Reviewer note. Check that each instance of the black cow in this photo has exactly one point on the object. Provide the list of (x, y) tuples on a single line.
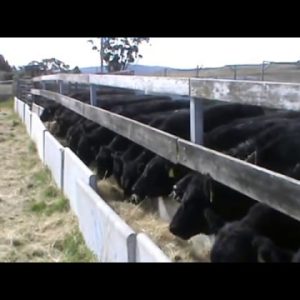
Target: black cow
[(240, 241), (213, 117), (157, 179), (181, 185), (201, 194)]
====
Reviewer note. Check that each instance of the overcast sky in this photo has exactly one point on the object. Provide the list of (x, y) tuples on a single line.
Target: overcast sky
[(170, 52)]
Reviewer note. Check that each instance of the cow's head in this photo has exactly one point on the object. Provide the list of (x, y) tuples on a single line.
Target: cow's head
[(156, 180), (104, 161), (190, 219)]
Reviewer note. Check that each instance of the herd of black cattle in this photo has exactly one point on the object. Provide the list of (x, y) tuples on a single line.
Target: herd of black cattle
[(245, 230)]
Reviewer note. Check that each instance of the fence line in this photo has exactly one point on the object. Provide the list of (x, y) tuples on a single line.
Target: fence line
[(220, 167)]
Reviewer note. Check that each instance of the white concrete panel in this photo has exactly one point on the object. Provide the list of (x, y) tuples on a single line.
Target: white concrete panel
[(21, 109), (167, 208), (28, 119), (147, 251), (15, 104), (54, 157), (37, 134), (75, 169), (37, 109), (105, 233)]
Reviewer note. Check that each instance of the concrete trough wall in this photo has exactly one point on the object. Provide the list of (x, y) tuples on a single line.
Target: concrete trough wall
====
--- SHORT EXERCISE ---
Please copy out the stretch from the line containing "Reviewer note. Check that each instance of the fence" through the line containing "[(220, 167)]", leaving the requests as they are but increasing each coordinate in the answer points by 115. Give only those lines.

--- THE SOLUTION ---
Reviewer note. Check that each instance of the fence line in this photo has exactly one point on the object. Provide the list of (x, y) tuples on a single line.
Target: fence line
[(335, 282)]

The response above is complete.